* **Aim of the task**: Rename "metal framework" to "steel scaffolding" everywhere it occurs in the records below, and return each record's text with everything else left as is. Omit the pictures from your answer.

* **Dataset extract**:

===============

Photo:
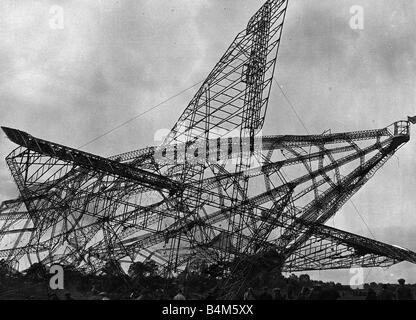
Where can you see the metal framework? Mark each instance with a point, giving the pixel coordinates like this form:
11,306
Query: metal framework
214,192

===============

* **Written reply**:
Photo:
Where can you see the steel scaffolding? Mark each instance with a point, giving the pixel coordinates like this form:
11,306
Query: steel scaffolding
214,192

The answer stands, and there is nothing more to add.